Point labeling examples
━━━━━━━━━━
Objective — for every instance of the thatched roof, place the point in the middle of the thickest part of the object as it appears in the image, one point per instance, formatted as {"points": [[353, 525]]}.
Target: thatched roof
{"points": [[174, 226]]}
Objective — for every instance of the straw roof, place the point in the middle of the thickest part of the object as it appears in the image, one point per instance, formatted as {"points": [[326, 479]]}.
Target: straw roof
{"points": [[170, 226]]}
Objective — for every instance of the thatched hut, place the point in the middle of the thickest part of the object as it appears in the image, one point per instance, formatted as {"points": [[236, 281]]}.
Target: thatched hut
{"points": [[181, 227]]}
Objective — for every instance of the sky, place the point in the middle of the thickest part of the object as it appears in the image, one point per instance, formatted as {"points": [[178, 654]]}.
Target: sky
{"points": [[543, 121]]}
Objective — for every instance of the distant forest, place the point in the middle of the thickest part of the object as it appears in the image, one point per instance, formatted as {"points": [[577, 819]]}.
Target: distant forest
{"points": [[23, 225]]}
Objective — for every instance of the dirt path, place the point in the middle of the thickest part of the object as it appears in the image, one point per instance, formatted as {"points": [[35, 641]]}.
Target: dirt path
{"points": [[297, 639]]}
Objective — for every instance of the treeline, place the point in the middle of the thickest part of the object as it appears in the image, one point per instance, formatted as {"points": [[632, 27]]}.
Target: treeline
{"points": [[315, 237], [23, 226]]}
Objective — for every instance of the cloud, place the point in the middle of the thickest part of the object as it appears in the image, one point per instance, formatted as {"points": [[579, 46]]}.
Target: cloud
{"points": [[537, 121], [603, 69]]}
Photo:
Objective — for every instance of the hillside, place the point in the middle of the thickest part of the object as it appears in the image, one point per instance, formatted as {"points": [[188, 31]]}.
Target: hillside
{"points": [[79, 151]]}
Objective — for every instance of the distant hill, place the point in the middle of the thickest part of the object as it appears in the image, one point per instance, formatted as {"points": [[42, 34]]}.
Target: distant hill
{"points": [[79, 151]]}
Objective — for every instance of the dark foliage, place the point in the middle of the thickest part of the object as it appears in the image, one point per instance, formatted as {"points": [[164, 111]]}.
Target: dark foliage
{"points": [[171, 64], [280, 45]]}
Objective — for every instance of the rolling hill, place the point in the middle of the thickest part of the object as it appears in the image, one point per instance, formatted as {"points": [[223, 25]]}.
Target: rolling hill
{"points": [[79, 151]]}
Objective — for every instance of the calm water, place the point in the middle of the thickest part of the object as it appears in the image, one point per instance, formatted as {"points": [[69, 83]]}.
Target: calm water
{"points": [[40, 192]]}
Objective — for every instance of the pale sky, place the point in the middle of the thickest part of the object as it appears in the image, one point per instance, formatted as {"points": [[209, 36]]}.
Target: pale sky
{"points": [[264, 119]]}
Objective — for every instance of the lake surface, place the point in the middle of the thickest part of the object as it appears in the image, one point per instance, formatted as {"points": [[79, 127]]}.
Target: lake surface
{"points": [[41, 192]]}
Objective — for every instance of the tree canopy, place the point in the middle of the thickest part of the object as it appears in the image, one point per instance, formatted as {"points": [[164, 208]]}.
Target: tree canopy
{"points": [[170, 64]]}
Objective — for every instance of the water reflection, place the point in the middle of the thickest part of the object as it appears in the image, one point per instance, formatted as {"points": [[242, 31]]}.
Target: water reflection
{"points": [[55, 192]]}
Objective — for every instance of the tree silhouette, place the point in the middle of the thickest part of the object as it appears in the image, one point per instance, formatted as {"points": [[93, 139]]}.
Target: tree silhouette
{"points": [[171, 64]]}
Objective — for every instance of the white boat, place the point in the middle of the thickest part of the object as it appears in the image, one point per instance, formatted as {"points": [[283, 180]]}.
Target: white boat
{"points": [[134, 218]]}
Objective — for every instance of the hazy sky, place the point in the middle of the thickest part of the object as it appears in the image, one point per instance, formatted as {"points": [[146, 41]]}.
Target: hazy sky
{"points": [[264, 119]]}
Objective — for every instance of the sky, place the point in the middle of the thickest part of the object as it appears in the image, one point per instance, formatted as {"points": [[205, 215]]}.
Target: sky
━━━━━━━━━━
WHAT YOU SHOULD DO
Repeat word for word the lines running from the line containing "Objective — for every instance of the white" to the end of the entries above, inclusive.

COMPLETE OUTPUT
Objective — for every instance of the white boat, place the point in the middle of the thickest part of the object as it appears in the image, one point per instance, formatted as {"points": [[283, 180]]}.
Target: white boat
{"points": [[134, 218]]}
Objective — for every instance of the hazy sky, place the point in the middle of the thickest part of the object as it appears in the image, one point per instance, formatted as {"points": [[146, 41]]}.
Target: hazy sky
{"points": [[264, 119]]}
Objective — for every instance of the sky, place the point in the middle of the thickest part of the object as it appears in the image, one point per instance, formatted as {"points": [[205, 215]]}.
Target: sky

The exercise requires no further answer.